> **What you will do**
1. Translate this sentence from the piece on banditry into Spanish: "If you want to stop an unruly dancer from gyrating endlessly, you would have to take away the drum beats."
2. Reproduce the part of the piece on banditry that runs from "But there is" to "for profiteering motives.", word for word.

> **Page excerpt**
--- START ---
But there is ample room, of course, for non-kinetic approach to complement kinetic operations by the military in another dimension to the security challenge. CDS Musa articulated that dimension when he spoke of some citizens shielding terrorists and their collaborators. And he only echoed a concern already raised by the Katsina government when an official, late in July, said 80 percent of attacks by bandits were being aided by informants and community members who supply  the terror actors food and other basic needs in their forest hideouts. Katsina Commissioner for Internal Security and Home Affairs, Nasir Mu’azu, said findings showed that some members of communities affected by banditry provide information to the criminals or supply them essential items in the bush for profiteering motives.

Speaking to journalists on security situation in the state, Mu’azu noted that the tendency identified was making it difficult for the government and security operatives to address the menace of insecurity in those areas. According to him, investigations revealed that some dishonest individuals within communities were providing services to criminals for economic gain. “They sell items such as fuel to the hoodlums for five thousand naira per litre, while a bottle of soft drink goes for about three thousand naira,” he said, lamenting that with the efforts by security forces, insecurity would have become a thing of the past. The persistence of banditry and kidnappings in the state, according to him, is attributable to the activities of informants and collaborators. “Why I said this is that the bandits do not know where to buy all these things, but some members of the communities who own shops sell their products to them at exorbitant prices, making it difficult to get their cooperation to address the security challenge,” he said, adding: “Drugs that are usually sold for little amounts of money in pharmacies and other shops are sold for millions of naira by community members to the bandits.”

The commissioner also said some community members connived with bandits to abduct targeted victims, including their own family members. “In one of the cases, we found a man who connived with bandits to abduct his biological father, who was diabetic, for ransom. When the bandits took him to their hideout in the forest, they had already procured diabetic medication for his daily consumption. A total sum of 30million naira was paid as ransom for the man, and eight million naira was given to the son of the kidnapped man for allowing his father to be abducted,” he stated. Besides, informants were known to alert bandits whenever Nigeria Air Force jets leave the airport to strike at their hideouts. Those jets often end up not reaching their targets because some community members allow the criminals to shelter under them.

Legendary Chinese leader and founding father of modern China, the late Mao Zedong (also known as Chairman Mao), once expounded the mechanistic theory of war as opposed to the psychological theory – the ‘soft war’ that he considered more crucial in victory strategy. The latter approach, roughly articulated, involves alienating fighting armies (terrorists) from base populations (communities), because it is people who provide the passions that drive fighting zeal. Non-kinetic approach to dealing with the menace of banditry should consist in re-orientating collaborators embedded in the communities to see that the activities of bandits aren’t in their own interest either. If you want to stop an unruly dancer from gyrating endlessly, you would have to take away the drum beats.
--- END ---
> **Records provided**
--- START ---
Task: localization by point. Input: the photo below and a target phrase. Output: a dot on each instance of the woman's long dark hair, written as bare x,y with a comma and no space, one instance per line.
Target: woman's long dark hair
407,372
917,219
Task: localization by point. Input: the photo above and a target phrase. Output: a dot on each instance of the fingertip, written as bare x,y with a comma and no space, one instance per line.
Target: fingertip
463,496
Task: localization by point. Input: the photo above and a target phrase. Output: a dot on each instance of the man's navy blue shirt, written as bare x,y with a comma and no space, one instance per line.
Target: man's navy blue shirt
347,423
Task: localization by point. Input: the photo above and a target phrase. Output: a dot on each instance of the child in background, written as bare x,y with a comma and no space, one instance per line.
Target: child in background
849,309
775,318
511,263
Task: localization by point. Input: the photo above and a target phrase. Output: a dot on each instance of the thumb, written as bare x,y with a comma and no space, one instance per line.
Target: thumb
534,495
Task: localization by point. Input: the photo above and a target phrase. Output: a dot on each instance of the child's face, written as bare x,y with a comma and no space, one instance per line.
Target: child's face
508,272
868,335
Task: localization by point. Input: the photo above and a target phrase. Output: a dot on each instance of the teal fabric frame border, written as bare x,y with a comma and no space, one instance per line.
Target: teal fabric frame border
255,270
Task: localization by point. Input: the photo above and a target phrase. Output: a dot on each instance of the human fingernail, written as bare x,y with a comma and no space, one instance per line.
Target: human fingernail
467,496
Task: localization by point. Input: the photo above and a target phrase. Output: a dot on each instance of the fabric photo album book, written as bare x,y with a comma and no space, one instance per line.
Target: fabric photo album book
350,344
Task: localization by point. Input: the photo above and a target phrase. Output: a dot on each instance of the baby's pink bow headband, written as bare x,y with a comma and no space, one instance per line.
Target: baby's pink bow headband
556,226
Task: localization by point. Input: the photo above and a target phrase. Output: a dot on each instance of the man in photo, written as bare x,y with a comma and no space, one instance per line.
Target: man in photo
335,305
--- END ---
> **Responses in order**
1. Si quieres impedir que un bailarín desenfrenado se contonee sin parar, tendrías que quitar el redoble de los tambores.

2.
But there is ample room, of course, for non-kinetic approach to complement kinetic operations by the military in another dimension to the security challenge. CDS Musa articulated that dimension when he spoke of some citizens shielding terrorists and their collaborators. And he only echoed a concern already raised by the Katsina government when an official, late in July, said 80 percent of attacks by bandits were being aided by informants and community members who supply  the terror actors food and other basic needs in their forest hideouts. Katsina Commissioner for Internal Security and Home Affairs, Nasir Mu’azu, said findings showed that some members of communities affected by banditry provide information to the criminals or supply them essential items in the bush for profiteering motives.